----- Working data -----
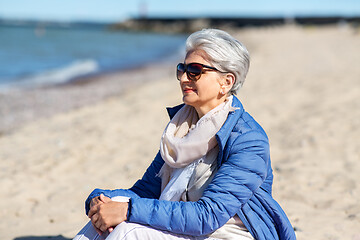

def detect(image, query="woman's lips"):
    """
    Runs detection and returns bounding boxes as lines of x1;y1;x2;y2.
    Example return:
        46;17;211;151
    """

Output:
183;88;195;93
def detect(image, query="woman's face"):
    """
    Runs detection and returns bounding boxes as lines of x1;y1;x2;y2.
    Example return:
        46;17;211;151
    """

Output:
180;51;226;117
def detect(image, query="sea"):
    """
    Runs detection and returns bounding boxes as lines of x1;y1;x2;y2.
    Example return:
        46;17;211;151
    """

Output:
0;26;186;89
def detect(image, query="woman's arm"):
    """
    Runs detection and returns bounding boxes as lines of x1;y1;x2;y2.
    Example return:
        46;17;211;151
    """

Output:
128;131;269;236
85;152;164;215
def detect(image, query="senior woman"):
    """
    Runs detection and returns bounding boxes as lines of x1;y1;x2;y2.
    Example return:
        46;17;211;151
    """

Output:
75;29;295;239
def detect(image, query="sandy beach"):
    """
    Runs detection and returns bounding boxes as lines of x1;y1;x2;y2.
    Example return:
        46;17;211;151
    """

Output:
0;25;360;240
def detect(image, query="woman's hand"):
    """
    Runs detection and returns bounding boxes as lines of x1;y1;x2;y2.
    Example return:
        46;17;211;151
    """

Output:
88;195;129;234
90;194;111;208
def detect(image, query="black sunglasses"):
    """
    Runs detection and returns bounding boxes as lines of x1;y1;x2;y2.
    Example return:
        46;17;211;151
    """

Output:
176;63;224;81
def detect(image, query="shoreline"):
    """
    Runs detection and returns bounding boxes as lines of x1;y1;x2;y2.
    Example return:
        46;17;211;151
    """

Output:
0;56;180;136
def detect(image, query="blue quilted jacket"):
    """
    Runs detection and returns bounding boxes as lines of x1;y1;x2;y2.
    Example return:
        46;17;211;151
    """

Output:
85;96;296;240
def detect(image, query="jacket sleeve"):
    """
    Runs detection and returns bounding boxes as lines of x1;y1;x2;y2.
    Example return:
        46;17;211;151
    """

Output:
85;152;164;215
128;130;269;236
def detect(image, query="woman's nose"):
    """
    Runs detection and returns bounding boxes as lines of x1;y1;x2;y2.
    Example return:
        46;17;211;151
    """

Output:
180;72;190;82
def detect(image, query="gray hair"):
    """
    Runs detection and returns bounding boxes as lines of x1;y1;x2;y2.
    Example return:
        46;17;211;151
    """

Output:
186;29;250;94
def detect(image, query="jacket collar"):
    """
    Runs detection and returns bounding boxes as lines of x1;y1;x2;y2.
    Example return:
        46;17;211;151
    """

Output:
166;96;244;166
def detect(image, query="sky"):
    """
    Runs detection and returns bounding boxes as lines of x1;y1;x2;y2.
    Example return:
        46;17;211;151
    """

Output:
0;0;360;22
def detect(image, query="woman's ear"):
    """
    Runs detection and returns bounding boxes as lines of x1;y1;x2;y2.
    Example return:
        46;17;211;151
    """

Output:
221;73;235;94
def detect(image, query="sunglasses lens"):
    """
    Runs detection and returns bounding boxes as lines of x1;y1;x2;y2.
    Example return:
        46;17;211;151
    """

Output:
176;63;185;80
186;63;203;81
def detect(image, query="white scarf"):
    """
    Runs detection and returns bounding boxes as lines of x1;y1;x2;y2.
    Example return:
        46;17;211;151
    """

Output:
159;96;234;201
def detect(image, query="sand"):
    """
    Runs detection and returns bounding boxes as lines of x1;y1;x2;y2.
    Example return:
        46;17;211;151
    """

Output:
0;25;360;240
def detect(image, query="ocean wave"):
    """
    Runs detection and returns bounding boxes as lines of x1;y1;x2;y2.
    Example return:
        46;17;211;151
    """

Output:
3;59;99;87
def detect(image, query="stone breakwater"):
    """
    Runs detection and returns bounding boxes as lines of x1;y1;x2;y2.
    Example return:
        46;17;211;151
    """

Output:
110;17;360;33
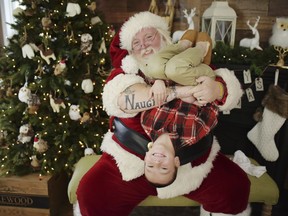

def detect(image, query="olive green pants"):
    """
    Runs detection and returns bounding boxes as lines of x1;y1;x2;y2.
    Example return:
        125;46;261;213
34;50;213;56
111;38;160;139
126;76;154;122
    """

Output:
140;44;215;86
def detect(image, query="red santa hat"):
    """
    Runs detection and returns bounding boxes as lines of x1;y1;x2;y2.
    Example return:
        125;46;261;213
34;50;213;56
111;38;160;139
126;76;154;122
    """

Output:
120;11;170;52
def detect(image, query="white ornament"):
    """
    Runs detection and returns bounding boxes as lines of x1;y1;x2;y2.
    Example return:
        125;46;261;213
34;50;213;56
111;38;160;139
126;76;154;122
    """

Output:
69;105;81;121
240;16;263;50
18;124;34;143
66;2;81;17
33;137;48;153
49;94;66;113
18;84;31;104
80;33;93;53
91;16;102;25
22;44;35;59
54;60;66;76
172;8;196;43
81;79;94;94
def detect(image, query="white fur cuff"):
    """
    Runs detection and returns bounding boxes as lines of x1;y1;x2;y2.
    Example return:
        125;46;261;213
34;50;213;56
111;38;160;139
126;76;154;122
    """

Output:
215;68;243;111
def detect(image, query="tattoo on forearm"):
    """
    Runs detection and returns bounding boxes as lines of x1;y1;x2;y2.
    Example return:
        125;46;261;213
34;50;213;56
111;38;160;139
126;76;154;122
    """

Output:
125;91;155;110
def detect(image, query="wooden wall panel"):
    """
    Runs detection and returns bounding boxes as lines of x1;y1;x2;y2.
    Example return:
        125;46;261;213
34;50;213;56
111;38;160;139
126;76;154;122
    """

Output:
96;0;288;46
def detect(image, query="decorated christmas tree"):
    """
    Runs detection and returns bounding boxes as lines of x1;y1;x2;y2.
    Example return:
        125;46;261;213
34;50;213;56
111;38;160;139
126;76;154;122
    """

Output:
0;0;114;175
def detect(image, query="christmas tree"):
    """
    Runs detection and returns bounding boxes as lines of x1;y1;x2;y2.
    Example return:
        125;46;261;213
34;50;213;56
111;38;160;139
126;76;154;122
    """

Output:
0;0;114;175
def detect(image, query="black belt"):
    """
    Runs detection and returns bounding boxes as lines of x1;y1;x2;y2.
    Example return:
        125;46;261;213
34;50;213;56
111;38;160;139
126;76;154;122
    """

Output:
114;117;150;155
113;117;213;165
176;132;213;165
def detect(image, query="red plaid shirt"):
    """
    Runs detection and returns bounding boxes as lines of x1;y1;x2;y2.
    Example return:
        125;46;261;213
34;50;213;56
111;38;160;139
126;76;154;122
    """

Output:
141;99;218;145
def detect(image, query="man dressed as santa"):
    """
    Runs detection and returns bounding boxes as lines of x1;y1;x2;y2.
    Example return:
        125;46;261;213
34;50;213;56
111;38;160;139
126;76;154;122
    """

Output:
77;12;250;216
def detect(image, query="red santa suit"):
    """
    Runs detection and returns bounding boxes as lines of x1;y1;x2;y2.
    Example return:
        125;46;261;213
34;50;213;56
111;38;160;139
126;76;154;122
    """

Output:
77;12;250;216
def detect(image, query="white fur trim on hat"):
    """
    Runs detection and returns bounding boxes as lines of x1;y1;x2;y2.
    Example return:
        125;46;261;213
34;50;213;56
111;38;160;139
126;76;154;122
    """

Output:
120;11;170;51
215;68;243;111
121;55;139;74
102;74;145;118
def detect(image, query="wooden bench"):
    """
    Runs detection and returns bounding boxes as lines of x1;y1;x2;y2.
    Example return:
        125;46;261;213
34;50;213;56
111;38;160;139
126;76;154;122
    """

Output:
68;155;279;216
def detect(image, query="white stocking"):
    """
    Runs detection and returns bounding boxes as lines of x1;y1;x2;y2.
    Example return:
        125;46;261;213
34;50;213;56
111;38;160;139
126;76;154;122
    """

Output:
247;107;286;161
200;204;251;216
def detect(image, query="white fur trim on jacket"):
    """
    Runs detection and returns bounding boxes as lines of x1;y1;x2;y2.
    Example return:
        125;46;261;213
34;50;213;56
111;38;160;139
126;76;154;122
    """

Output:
102;74;145;118
121;55;139;74
200;204;251;216
215;68;243;111
101;132;144;181
119;11;170;51
157;137;220;199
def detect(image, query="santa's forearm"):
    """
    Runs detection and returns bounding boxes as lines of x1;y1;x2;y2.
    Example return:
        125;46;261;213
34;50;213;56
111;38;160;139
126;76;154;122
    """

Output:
118;83;184;113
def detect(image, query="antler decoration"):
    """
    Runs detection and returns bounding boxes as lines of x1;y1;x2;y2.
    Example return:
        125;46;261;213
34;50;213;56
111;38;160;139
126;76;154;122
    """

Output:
274;46;288;67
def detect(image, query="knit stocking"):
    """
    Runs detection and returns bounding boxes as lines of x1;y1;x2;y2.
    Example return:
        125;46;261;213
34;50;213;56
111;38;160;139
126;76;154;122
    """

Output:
247;85;288;161
200;204;251;216
247;107;286;161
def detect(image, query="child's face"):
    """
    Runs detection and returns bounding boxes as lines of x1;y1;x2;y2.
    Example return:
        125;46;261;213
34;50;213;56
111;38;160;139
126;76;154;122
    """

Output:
144;135;180;185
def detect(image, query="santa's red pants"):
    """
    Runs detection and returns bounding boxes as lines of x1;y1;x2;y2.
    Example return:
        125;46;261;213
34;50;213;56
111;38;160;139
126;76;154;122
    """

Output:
77;153;250;216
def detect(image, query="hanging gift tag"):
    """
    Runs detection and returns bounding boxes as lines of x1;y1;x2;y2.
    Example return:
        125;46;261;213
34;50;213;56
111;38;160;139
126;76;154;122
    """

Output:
255;77;264;91
223;110;230;115
243;70;252;84
235;98;242;109
245;88;255;102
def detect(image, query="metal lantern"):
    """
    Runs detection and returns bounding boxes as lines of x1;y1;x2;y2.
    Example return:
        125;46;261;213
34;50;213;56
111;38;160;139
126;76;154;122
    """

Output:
202;1;237;47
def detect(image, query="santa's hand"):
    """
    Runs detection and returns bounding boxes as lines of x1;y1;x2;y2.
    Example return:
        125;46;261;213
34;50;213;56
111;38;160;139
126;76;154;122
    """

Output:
149;80;167;106
191;76;222;105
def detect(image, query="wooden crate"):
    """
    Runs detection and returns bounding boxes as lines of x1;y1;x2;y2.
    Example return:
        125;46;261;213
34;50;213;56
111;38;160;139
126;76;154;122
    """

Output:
0;174;68;216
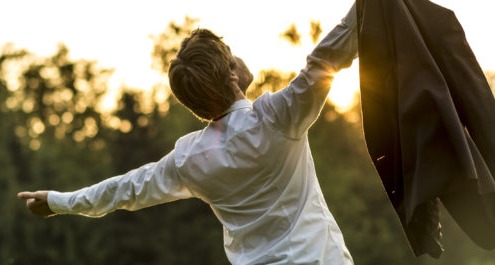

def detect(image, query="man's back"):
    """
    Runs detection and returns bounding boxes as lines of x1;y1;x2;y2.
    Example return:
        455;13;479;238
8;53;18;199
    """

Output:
175;92;351;264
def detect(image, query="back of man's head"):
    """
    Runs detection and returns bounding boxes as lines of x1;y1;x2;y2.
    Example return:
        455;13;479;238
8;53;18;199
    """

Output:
168;29;236;120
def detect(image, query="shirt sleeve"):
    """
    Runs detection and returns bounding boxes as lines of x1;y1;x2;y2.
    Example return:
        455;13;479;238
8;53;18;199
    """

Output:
48;151;192;217
255;5;358;138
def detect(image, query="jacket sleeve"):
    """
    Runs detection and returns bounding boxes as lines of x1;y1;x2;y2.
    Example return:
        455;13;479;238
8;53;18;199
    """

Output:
48;151;192;217
255;5;358;138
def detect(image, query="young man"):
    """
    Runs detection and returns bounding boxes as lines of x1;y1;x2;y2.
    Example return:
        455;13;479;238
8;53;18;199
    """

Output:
18;3;357;265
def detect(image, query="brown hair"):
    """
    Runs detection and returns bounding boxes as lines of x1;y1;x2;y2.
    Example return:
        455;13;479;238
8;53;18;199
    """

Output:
168;29;236;121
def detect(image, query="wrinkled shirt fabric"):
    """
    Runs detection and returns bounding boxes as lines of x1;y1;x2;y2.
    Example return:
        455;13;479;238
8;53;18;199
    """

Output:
48;4;357;265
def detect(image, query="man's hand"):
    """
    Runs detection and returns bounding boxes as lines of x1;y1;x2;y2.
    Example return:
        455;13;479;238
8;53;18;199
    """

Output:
17;191;55;217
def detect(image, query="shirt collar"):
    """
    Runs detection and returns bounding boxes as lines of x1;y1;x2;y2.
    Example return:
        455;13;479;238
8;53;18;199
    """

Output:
215;98;253;120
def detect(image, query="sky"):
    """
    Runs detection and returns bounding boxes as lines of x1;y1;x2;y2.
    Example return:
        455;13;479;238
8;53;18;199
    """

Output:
0;0;495;110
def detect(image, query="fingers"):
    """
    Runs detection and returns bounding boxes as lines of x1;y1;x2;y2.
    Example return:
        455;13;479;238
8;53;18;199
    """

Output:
17;191;47;200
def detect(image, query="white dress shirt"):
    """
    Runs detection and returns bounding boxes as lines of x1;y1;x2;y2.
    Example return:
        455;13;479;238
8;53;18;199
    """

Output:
48;4;357;265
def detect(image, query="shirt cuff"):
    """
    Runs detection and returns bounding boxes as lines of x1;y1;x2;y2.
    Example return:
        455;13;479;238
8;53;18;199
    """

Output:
47;191;71;214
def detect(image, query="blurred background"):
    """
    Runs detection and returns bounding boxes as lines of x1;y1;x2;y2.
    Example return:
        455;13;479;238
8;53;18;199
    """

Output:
0;0;495;265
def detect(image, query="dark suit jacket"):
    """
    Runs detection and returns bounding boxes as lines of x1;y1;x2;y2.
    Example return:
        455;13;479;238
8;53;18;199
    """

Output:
357;0;495;257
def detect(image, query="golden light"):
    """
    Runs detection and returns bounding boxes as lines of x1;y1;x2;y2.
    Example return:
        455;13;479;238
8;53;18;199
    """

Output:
328;60;359;113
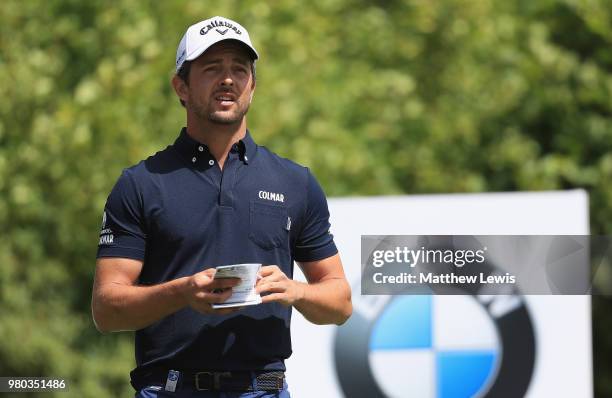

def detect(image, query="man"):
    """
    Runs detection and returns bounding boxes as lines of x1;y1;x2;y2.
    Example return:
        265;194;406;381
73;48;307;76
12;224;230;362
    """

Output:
92;17;352;397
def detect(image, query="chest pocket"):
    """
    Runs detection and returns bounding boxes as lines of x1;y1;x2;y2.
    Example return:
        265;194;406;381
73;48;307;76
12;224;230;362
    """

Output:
249;202;289;250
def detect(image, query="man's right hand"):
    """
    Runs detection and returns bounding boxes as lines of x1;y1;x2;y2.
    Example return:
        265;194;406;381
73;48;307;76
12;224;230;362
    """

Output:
185;268;242;315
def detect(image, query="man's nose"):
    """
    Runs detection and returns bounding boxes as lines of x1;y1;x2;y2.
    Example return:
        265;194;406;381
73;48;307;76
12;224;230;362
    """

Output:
221;74;234;86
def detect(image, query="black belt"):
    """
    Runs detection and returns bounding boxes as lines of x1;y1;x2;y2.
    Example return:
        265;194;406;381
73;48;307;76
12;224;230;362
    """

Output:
153;370;285;391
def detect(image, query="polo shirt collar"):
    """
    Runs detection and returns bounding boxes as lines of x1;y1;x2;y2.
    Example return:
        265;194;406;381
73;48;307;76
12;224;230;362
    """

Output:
174;127;257;164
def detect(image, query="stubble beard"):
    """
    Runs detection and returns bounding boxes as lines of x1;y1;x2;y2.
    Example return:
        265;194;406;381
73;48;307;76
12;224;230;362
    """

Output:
192;96;250;125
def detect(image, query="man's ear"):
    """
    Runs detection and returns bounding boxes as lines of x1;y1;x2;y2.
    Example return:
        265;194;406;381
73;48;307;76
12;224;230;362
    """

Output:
249;80;255;104
172;75;189;102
-----
• Exercise aim
Lay out everything from the start of the data above down to the line containing "180;51;226;117" as a JSON list of strings, one string per line, with both ends included and blank lines left out. Omit the pictures from the answer.

• The result
[
  "def detect(image, query=\"woman's lips\"):",
  "    \"\"\"",
  "    Runs detection and returns bounding boxes as lines of x1;y1;x2;y2.",
  "    Example return:",
  "        46;17;211;151",
  "    \"\"\"",
  "Output:",
  "183;88;195;93",
  "def detect(image, query=\"woman's face\"):",
  "    \"\"\"",
  "    Runs detection and returns bounding boxes as lines of x1;y1;x2;y2.",
  "    Example return:",
  "        46;17;211;151",
  "    \"\"\"",
  "Output:",
  "180;51;226;117"
]